#### Requirements:
Give back exactly the lines that run from the line containing "of the neck" through the end of the listing below. Leave out every other line.

[Extracted material start]

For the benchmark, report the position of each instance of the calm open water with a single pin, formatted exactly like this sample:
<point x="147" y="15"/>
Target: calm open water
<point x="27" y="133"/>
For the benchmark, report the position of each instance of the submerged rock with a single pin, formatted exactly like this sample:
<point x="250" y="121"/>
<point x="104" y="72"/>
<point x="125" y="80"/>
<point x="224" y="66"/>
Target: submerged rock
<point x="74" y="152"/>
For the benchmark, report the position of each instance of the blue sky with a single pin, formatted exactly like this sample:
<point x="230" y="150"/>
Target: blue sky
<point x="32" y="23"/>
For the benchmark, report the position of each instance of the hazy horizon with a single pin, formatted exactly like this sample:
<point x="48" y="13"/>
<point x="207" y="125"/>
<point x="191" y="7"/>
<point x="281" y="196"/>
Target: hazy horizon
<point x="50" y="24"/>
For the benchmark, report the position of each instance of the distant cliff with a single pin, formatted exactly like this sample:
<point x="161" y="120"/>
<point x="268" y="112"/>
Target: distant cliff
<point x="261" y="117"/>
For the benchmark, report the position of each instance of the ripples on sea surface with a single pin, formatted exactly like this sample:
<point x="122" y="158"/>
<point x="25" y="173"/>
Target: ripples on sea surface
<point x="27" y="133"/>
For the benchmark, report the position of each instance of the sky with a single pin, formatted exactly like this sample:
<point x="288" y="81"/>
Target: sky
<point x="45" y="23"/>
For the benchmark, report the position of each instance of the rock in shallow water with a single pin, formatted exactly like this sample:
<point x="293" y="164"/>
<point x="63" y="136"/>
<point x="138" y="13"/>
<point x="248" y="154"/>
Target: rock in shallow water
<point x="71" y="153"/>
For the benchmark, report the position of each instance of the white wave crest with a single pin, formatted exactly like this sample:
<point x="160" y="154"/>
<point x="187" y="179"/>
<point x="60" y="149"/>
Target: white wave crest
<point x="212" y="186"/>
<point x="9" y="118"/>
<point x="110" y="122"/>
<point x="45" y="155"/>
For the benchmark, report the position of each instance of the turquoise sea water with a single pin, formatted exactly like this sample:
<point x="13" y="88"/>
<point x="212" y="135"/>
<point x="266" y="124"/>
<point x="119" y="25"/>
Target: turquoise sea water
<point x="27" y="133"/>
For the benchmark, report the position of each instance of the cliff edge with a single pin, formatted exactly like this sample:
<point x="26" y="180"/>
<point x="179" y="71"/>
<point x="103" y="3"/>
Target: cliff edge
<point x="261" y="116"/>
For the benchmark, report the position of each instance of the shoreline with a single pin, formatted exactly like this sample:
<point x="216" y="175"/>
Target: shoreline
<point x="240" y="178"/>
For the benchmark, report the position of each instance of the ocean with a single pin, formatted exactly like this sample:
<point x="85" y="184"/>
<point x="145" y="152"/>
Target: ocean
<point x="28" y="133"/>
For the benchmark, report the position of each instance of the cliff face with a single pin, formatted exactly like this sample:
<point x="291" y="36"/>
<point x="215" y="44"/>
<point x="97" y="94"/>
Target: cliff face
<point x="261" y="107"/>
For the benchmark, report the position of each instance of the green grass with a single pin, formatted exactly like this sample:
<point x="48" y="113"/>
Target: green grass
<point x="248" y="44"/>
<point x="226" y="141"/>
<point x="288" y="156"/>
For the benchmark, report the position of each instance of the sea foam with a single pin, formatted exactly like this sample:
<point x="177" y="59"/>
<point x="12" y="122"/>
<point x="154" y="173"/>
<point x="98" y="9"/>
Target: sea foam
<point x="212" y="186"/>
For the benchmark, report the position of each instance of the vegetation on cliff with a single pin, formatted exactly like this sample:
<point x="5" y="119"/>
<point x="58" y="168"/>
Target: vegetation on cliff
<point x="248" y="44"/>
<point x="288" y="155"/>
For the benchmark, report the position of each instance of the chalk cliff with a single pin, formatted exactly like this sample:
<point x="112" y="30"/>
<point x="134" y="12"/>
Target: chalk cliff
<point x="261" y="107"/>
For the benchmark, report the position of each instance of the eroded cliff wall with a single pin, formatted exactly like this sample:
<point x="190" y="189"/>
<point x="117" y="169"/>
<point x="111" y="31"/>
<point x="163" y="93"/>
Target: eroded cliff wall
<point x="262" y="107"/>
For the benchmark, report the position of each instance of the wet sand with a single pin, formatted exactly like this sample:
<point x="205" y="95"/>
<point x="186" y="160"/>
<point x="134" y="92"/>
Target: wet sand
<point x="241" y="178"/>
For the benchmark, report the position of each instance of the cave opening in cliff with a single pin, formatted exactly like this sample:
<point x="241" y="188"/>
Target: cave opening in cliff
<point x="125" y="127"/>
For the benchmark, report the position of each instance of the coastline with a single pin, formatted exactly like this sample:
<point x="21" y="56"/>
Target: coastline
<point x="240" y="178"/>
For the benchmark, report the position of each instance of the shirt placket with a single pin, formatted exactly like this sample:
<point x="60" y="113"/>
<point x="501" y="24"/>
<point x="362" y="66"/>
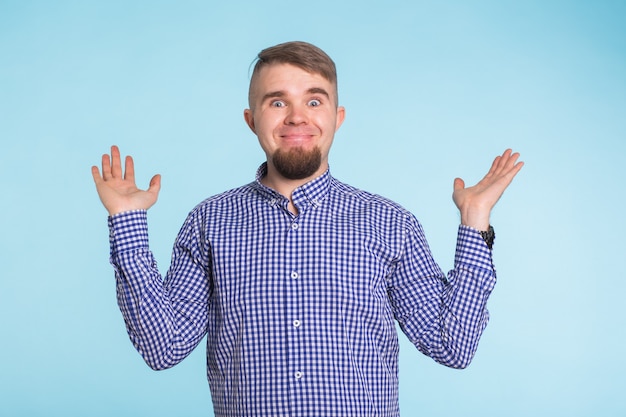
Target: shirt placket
<point x="293" y="313"/>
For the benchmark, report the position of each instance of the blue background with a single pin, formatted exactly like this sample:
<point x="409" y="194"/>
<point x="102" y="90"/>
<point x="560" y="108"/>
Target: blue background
<point x="433" y="90"/>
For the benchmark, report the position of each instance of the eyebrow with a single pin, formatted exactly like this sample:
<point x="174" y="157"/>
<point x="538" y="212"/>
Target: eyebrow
<point x="280" y="93"/>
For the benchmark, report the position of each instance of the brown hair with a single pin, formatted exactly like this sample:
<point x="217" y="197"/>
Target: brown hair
<point x="300" y="54"/>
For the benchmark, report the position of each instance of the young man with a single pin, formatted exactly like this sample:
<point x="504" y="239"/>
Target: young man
<point x="297" y="278"/>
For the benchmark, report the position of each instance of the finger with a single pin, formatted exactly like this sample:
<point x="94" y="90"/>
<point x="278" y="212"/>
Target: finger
<point x="95" y="173"/>
<point x="106" y="167"/>
<point x="129" y="169"/>
<point x="459" y="184"/>
<point x="116" y="162"/>
<point x="155" y="184"/>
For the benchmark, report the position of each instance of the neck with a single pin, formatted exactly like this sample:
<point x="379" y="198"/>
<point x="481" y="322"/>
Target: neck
<point x="285" y="186"/>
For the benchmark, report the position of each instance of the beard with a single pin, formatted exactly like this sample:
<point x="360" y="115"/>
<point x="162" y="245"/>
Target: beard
<point x="297" y="163"/>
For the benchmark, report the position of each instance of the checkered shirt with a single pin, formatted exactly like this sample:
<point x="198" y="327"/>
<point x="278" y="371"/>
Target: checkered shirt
<point x="299" y="310"/>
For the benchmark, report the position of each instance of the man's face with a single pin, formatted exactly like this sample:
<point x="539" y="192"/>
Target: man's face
<point x="294" y="114"/>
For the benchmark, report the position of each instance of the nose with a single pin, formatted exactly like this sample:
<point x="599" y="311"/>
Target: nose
<point x="296" y="115"/>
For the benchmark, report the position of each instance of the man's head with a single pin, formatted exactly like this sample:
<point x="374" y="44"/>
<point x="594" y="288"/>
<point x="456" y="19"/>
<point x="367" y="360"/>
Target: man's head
<point x="303" y="55"/>
<point x="293" y="109"/>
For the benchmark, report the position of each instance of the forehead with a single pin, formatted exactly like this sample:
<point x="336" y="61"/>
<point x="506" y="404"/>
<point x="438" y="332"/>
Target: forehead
<point x="288" y="79"/>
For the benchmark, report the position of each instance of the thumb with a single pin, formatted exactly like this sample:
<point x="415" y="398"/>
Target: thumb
<point x="459" y="184"/>
<point x="155" y="184"/>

[Extracted material end]

#### Answer for the task:
For the benchmark, report the position of each instance of the neck with a single pin, formatted exactly like this sample:
<point x="379" y="198"/>
<point x="481" y="322"/>
Target: neck
<point x="285" y="186"/>
For the benchmark, report the position of each instance of the beard with a single pin, formatted exactly like this sample:
<point x="360" y="115"/>
<point x="162" y="245"/>
Target: beard
<point x="297" y="163"/>
For the benchmark, report the position of each instance of the checkered shirt with a single pin, formatted exactly like this sample:
<point x="198" y="327"/>
<point x="278" y="371"/>
Target: checkered shirt
<point x="299" y="310"/>
For the benchmark, report the position of each instance of the man's face with a single pin, formatted exactly like this sample:
<point x="539" y="192"/>
Target: man's face
<point x="294" y="114"/>
For the benchmark, report the position of each instance of the nose with a single pin, formatted exactly like this sample:
<point x="599" y="311"/>
Target: nose
<point x="296" y="115"/>
For the benchmark, report the position of each instance of the man's head with a single pin, formatted exactly like this sample:
<point x="374" y="44"/>
<point x="594" y="288"/>
<point x="456" y="19"/>
<point x="367" y="360"/>
Target: man's head
<point x="303" y="55"/>
<point x="293" y="109"/>
For the benchmark, report the position of each instance of the forehead with a single pin, formatted exactly like this sample:
<point x="336" y="61"/>
<point x="506" y="404"/>
<point x="438" y="332"/>
Target: forehead
<point x="288" y="79"/>
For the benchmark, report the position of each instance of the thumb with a single pin, formatted exactly like this sample:
<point x="415" y="398"/>
Target: thumb
<point x="459" y="184"/>
<point x="155" y="184"/>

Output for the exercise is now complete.